§ THE TASK
Write out every line of the material exactly as it appears.

** begin DATA PROVIDED **

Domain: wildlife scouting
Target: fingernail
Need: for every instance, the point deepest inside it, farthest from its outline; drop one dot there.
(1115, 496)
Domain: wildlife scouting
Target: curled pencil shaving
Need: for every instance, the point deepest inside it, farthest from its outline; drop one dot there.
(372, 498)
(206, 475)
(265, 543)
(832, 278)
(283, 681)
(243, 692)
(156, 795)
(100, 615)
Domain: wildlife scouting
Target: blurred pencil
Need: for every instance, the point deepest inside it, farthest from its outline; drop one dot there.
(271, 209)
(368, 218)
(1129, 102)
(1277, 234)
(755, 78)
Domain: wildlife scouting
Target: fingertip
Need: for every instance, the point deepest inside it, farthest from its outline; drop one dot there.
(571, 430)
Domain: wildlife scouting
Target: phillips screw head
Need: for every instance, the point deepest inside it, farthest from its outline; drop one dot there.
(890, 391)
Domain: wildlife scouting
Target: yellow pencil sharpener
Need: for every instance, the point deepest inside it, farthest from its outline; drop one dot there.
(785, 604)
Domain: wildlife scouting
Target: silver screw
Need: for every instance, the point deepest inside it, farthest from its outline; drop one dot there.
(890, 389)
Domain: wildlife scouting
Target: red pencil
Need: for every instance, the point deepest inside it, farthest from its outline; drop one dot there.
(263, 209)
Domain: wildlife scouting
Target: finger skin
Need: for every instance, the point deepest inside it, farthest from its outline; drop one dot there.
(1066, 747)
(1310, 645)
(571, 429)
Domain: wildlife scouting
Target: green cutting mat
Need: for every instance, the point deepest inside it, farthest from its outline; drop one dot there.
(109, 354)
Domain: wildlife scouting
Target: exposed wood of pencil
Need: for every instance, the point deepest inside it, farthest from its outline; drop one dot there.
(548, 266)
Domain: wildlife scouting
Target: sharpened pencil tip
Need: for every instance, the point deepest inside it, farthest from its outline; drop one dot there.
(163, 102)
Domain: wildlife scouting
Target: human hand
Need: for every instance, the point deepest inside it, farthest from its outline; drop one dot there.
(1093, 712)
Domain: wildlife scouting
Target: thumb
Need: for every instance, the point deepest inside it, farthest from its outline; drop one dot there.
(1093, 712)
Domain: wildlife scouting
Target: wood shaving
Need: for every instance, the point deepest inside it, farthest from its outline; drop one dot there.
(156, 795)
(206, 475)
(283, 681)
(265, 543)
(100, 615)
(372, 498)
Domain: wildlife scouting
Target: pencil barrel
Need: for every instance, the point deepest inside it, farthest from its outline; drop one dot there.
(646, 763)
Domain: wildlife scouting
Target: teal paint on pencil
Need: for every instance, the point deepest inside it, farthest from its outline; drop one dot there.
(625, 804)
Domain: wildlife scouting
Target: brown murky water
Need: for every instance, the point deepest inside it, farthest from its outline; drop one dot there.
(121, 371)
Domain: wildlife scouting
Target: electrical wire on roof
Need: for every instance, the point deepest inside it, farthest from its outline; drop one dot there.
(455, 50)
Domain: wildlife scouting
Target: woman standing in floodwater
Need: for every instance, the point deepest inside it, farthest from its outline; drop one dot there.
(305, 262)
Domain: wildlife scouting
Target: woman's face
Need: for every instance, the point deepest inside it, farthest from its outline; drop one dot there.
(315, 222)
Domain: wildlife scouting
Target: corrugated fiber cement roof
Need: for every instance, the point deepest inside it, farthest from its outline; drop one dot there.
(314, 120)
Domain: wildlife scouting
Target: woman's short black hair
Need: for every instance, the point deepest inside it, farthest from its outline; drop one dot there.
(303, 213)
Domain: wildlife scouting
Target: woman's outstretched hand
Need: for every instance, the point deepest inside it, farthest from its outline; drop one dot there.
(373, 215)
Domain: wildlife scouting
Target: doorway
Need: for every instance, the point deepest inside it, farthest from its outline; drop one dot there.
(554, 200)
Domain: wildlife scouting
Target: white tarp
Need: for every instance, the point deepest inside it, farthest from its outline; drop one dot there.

** end DATA PROVIDED **

§ ANSWER FOR THE TASK
Domain: wildlife scouting
Target: fingernail
Need: for every instance, the point deepest inside it, farthest from its outline; drop one dot there.
(1115, 496)
Domain: wildlife scouting
Target: curled pencil shaving
Need: for every instance, the point deepest inside it, farthest from its outline; drop one dot there.
(372, 498)
(206, 475)
(265, 543)
(832, 278)
(283, 681)
(243, 692)
(156, 795)
(100, 615)
Domain: wildlife scouting
Target: blurred pencil
Need: for every instance, the point deepest inside it, farthest from its outline; drop one dot there.
(271, 209)
(368, 218)
(1129, 102)
(1277, 234)
(755, 78)
Domain: wildlife scouting
Target: fingertip
Need: for every instance, the point deepest inside it, farthest from its outline; drop one dot there.
(571, 430)
Domain: wildlife scouting
Target: phillips screw head
Need: for every instance, the point deepest inside it, farthest from its outline; drop one dot there.
(890, 391)
Domain: wildlife scouting
Target: yellow pencil sharpener
Need: for every instance, the point deepest inside it, farthest from its outline; drop one dot there.
(785, 604)
Domain: wildlife scouting
Target: silver screw
Need: for every instance, the point deepest inside it, farthest from its outline; drop one dot there.
(890, 389)
Domain: wildlife scouting
Target: red pencil
Need: for every instance, the point deepest inside it, farthest from its outline; drop one dot there.
(263, 209)
Domain: wildlife scouting
Target: finger skin
Need: for every instance, the point deepest inside it, farthest from its outline; drop one dot there.
(1066, 747)
(1310, 645)
(571, 429)
Domain: wildlife scouting
Target: green cutting mat
Need: for every instance, the point deepest inside it, farthest from its outline; drop one dot there.
(109, 354)
Domain: wildlife scouting
Target: exposed wood of pencil
Need: for every instance, the point deepest inside it, farthest from its outline; drop one dot there.
(548, 266)
Domain: wildlife scouting
Target: sharpened pencil tip
Need: for every instance, the point deepest inside it, farthest from its outline; drop one dot there.
(163, 102)
Domain: wildlife scouting
Target: human hand
Need: for every instance, the point deepest inside it, farthest from its outline; drop one dot there.
(1093, 712)
Domain: wildlife scouting
Target: thumb
Need: for every instance, the point deepest inside it, farthest from its outline; drop one dot there.
(1093, 712)
Domain: wildlife scouting
Target: wood shaving
Need: for every instance, the point deepest inside it, farthest from its outline; drop one dot there.
(156, 795)
(206, 475)
(283, 681)
(265, 543)
(100, 615)
(372, 498)
Domain: wildlife scouting
Target: pencil barrel
Need: for every instance, the point deepest inside it, farthest from its outline; drop one dot there.
(646, 763)
Domain: wildlife scouting
Target: teal paint on pencil
Need: for every instance, the point deepest inside it, farthest from its outline; drop one dot there.
(625, 804)
Domain: wildlife scouting
Target: brown murky water
Need: for every instance, the point deepest inside it, farthest from its outline; drop one dot there.
(121, 371)
Domain: wildlife scouting
Target: electrical wire on roof
Need: for every instance, the point deepest inside it, farthest from its outline; drop one dot there.
(455, 50)
Domain: wildlife scouting
Target: woman standing in floodwater
Need: for every instance, the point deepest inside it, farthest from its outline; drop one dot there.
(305, 262)
Domain: wildlife scouting
Target: woman's face
Need: for every instance, the point deepest inside it, farthest from its outline; drop one dot there.
(315, 222)
Domain: wildlife scouting
Target: corrugated fiber cement roof
Need: for every instance, the point deepest inside it, farthest from its outline; drop one dot there.
(314, 120)
Domain: wildlife scouting
Target: woman's short black hair
Need: for every instance, the point deepest inside it, farthest from its outline; drop one dot there.
(303, 213)
Domain: wildlife scouting
Target: woman's outstretched hand
Need: for every instance, the point deepest inside it, farthest from its outline; drop one dot there.
(373, 215)
Domain: wildlife scouting
Target: doorway
Need: for every instance, the point deepest inside it, farthest from its outline; drop one dot there.
(554, 200)
Domain: wildlife scouting
Target: white tarp
Need: for every instance, the point deepest inside it, farthest from its outline; drop one dot there.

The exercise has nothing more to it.